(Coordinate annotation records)

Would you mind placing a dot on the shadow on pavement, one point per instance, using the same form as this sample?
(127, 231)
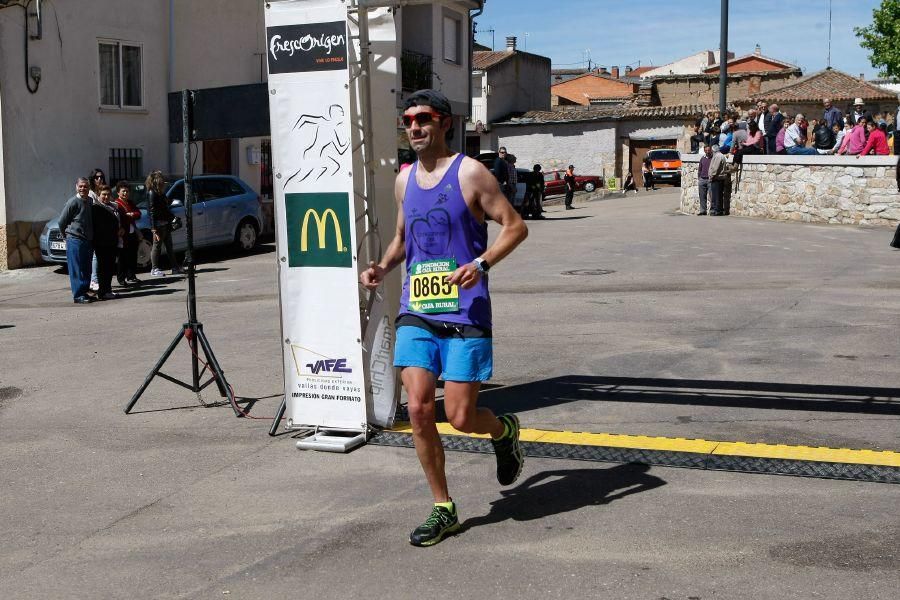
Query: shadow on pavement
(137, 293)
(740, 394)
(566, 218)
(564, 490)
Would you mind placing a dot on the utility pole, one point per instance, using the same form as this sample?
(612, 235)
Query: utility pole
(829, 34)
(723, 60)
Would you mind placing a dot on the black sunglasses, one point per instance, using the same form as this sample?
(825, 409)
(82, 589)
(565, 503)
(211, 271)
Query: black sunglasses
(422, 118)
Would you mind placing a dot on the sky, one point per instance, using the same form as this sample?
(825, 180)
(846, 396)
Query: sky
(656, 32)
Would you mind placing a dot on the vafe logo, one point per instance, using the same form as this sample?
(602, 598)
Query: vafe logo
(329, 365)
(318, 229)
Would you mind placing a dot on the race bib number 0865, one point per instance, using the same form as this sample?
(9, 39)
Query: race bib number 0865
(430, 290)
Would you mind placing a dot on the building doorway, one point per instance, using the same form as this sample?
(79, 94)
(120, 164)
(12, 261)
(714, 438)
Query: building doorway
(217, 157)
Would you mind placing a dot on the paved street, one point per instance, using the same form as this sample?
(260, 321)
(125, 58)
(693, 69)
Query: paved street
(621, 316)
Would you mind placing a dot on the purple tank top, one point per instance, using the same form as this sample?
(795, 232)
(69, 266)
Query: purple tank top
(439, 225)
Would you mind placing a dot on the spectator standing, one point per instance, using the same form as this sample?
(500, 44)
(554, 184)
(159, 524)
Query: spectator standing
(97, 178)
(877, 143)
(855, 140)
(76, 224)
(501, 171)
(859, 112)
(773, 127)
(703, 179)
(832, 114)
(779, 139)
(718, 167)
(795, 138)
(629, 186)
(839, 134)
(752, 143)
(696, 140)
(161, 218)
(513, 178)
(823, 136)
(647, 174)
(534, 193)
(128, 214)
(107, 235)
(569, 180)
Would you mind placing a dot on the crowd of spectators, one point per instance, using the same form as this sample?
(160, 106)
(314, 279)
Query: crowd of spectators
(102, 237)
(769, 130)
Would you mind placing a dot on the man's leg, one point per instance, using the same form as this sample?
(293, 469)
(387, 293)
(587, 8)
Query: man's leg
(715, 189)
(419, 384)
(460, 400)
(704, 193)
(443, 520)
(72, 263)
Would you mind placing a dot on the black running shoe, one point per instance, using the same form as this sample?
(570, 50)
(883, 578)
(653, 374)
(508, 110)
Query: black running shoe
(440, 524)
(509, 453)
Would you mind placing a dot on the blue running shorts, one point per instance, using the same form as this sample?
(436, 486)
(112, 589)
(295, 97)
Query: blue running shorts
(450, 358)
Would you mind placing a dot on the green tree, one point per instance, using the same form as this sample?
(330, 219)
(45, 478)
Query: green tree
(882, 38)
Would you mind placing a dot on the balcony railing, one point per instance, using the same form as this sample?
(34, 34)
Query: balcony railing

...

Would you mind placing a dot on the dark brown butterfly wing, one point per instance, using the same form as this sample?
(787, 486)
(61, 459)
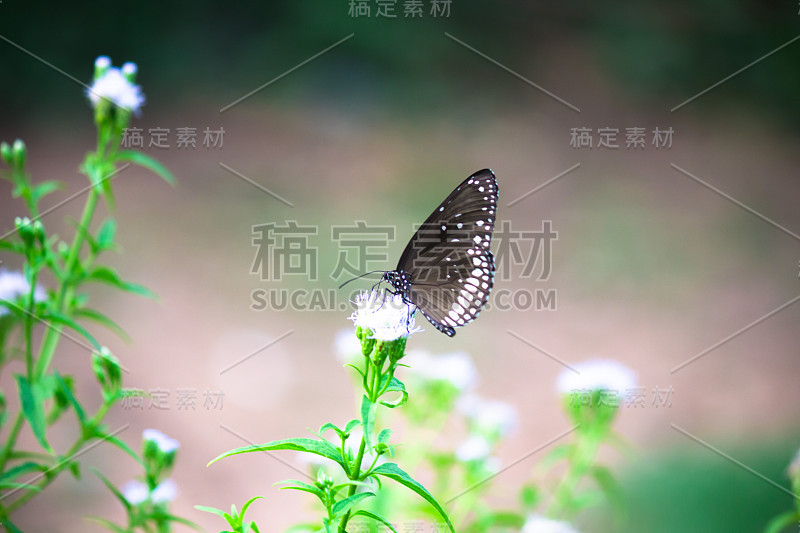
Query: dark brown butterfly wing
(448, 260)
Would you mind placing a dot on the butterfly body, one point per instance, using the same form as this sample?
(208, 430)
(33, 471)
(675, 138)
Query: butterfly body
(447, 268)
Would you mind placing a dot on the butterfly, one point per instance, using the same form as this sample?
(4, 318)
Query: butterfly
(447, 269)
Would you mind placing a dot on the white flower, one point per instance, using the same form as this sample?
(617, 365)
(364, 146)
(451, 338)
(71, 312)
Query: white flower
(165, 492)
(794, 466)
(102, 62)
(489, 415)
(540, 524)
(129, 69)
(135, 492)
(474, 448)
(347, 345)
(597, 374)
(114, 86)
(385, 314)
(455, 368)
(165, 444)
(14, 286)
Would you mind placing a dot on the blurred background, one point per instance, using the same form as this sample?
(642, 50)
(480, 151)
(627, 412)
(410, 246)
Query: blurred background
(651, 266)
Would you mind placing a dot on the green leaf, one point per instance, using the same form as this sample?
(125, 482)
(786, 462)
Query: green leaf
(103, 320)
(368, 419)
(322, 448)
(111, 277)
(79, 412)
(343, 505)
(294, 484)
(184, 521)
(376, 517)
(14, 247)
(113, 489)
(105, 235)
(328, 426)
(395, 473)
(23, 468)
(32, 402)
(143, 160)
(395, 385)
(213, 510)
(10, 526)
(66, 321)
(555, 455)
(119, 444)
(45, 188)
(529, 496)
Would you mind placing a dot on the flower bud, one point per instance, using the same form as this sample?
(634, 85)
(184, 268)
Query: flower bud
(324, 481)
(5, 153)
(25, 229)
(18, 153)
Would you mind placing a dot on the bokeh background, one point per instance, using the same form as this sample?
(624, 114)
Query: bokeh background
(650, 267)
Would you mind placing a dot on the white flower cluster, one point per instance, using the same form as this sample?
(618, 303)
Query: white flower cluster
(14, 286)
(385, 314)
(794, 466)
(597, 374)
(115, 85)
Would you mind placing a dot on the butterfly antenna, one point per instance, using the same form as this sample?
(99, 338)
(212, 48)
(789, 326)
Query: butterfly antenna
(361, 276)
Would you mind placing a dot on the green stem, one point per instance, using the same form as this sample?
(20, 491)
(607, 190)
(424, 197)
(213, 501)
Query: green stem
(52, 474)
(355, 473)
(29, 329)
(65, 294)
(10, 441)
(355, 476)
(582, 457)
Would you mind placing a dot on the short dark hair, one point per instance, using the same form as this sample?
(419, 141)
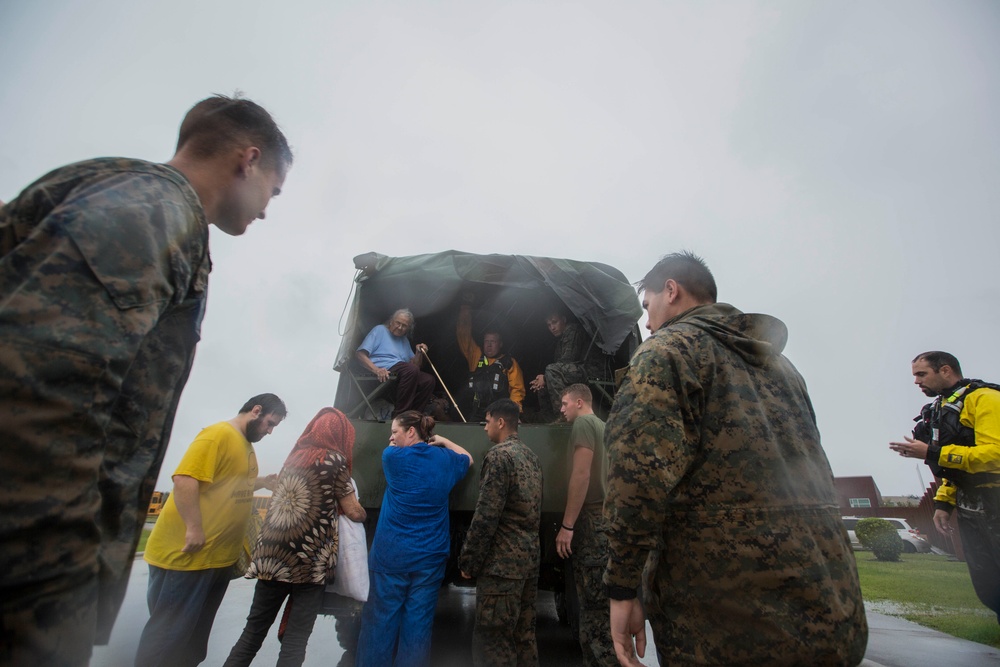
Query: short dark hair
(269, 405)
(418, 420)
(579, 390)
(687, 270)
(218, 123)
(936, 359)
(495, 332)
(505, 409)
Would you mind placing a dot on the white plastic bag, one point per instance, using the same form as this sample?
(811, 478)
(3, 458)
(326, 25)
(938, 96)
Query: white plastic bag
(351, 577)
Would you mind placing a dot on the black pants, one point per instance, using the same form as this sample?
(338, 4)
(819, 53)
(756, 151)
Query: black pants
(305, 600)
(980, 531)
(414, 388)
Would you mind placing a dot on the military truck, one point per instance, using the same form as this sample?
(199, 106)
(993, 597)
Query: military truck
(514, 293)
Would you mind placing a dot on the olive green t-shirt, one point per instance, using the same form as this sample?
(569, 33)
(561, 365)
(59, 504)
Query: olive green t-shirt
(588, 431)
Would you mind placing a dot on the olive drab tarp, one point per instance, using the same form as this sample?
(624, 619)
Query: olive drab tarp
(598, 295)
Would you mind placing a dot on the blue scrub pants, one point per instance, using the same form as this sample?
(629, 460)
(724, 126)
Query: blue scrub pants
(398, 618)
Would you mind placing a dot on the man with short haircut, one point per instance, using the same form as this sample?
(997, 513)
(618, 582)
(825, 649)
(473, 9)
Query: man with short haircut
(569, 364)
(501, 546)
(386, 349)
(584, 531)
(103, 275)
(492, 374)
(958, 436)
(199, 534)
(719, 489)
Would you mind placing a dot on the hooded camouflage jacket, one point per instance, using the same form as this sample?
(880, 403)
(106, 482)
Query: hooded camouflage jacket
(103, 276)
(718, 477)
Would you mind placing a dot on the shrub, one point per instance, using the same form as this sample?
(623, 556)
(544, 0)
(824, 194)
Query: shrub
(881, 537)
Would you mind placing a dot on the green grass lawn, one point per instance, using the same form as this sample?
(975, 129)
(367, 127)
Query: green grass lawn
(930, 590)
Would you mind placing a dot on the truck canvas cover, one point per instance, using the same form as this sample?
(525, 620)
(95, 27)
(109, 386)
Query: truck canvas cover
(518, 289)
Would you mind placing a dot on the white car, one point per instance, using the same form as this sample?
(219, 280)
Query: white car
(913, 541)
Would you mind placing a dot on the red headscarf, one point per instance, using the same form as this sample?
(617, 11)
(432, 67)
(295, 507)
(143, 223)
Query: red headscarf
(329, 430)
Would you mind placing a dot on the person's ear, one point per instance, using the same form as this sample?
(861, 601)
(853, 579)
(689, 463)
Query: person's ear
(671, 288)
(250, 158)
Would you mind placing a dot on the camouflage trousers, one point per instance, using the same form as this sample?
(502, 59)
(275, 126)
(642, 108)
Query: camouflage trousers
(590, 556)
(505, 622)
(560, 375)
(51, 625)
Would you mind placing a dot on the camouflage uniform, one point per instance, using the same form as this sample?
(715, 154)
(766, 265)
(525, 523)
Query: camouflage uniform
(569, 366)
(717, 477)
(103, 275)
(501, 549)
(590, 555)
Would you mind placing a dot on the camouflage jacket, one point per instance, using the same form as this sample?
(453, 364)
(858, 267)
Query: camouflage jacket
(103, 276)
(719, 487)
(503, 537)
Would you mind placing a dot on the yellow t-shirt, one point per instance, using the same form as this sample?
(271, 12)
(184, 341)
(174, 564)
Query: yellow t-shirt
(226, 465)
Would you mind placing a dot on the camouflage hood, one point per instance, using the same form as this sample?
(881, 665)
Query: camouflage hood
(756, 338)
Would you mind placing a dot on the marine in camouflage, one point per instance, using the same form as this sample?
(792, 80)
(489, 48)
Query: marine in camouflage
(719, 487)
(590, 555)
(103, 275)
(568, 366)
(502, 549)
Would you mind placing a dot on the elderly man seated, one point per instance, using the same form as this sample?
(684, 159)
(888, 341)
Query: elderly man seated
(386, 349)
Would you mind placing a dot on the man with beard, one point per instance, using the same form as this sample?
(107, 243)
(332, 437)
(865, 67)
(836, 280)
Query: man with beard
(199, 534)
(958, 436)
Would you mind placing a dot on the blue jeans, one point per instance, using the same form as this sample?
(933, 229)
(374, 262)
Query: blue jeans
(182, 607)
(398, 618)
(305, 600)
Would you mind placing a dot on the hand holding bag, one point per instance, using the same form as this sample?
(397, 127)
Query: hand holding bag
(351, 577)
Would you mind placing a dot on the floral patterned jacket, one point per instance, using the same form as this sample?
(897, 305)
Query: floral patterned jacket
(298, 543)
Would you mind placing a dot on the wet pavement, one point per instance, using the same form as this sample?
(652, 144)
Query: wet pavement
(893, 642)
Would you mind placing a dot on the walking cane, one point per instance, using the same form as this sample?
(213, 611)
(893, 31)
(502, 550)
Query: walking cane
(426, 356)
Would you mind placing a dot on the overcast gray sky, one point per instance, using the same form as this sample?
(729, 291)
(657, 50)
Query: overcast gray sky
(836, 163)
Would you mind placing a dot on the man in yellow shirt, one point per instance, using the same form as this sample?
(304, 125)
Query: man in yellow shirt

:: AIM OF THE TASK ::
Could you write out the part of the listing that opens with the line containing "Would you mind placing a dot on the overcast" and closes with the line containing "Query: man in yellow shirt", switching "yellow" to "red" and leaving everything else unchanged?

:: TASK RESULT ::
Would you mind placing a dot on the overcast gray sky, one point per instance, using the same form as this sample?
(729, 291)
(657, 50)
Query: overcast gray sky
(836, 163)
Would you mind placing a dot on the man in red shirt, one point per instance, using the same form as this sample?
(304, 125)
Query: man in red shirt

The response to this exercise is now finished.